(Labeling and segmentation entries)

------------

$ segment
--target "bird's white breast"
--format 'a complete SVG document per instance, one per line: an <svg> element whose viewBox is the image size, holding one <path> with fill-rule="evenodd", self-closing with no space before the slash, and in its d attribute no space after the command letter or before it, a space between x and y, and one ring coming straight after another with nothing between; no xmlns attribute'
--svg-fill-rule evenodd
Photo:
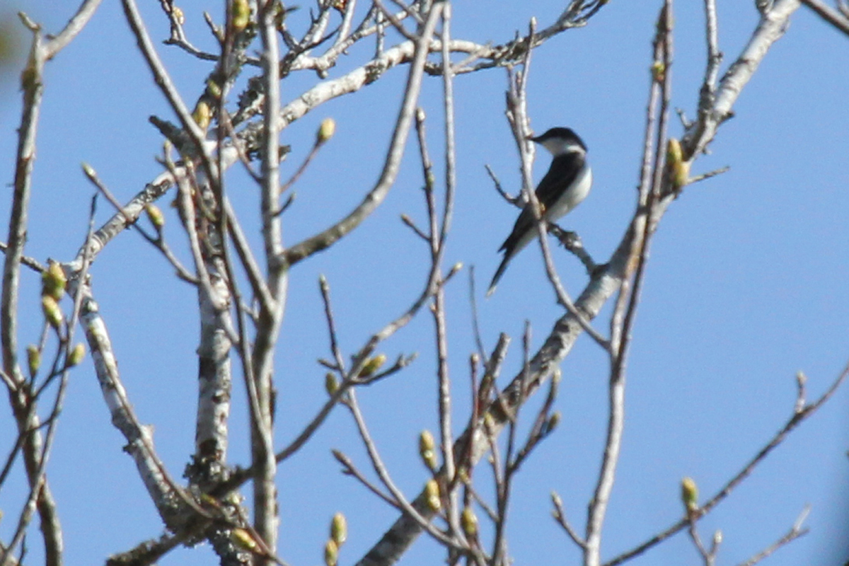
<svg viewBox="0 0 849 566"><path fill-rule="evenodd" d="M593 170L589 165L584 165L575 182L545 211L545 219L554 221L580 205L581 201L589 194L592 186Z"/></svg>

------------

**Request**
Please locate each line in the entries above that contains the string "fill", and copy those lines out in full.

**The solution**
--format 'a complete SVG document per instance, one per line: an <svg> element whose viewBox is the image size, holding one <path> with fill-rule="evenodd", self-closing with no space before the slash, and in its d attribute no space after the command letter or before it, a space between x and y, and one ring coming straight after another with nothing between; no xmlns attribute'
--svg-fill-rule evenodd
<svg viewBox="0 0 849 566"><path fill-rule="evenodd" d="M593 170L589 165L584 165L575 182L545 211L545 219L554 221L580 205L581 201L589 194L592 186Z"/></svg>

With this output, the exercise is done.